Coordinate annotation entries:
***

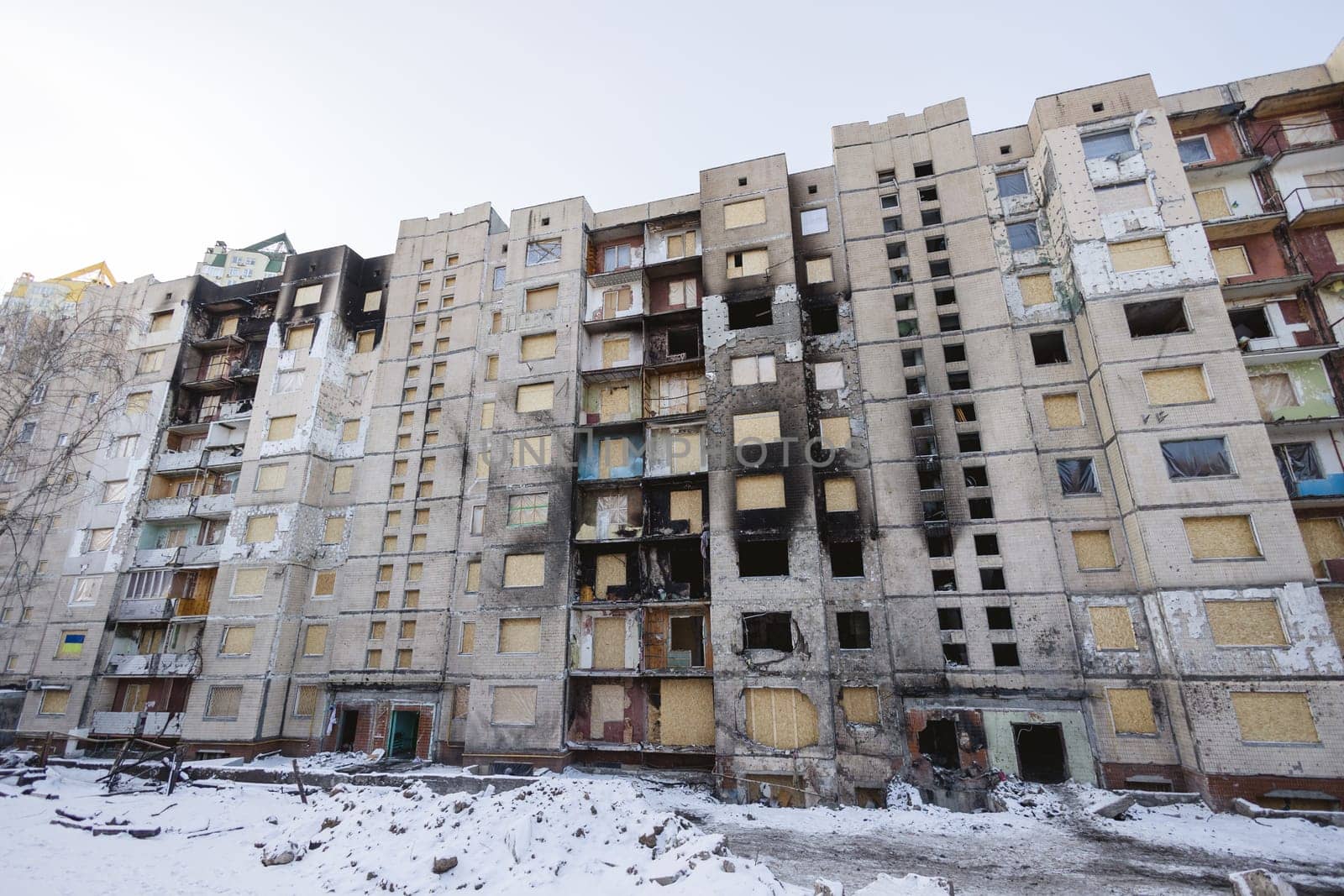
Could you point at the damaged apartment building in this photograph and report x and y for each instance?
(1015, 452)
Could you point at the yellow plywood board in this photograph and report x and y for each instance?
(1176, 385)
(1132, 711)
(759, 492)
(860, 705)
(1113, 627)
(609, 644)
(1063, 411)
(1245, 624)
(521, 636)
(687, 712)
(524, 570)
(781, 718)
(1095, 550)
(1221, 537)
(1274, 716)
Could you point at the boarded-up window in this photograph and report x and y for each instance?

***

Task instructions —
Please reproduce every line of the material above word for word, leaving out the pictures.

Reply to the exercise —
Could you point at the damaged apartment building in this photograph and report x and y for each instance?
(1015, 452)
Could you point at the yellow plywood board in this photograph and report x and y for each instance?
(1176, 385)
(1132, 711)
(759, 492)
(860, 705)
(1113, 627)
(609, 644)
(1063, 411)
(1245, 624)
(521, 636)
(687, 712)
(524, 570)
(781, 718)
(1095, 550)
(1221, 537)
(1274, 716)
Could you point at the boarded-up window in this photograph and report x and y for each instance?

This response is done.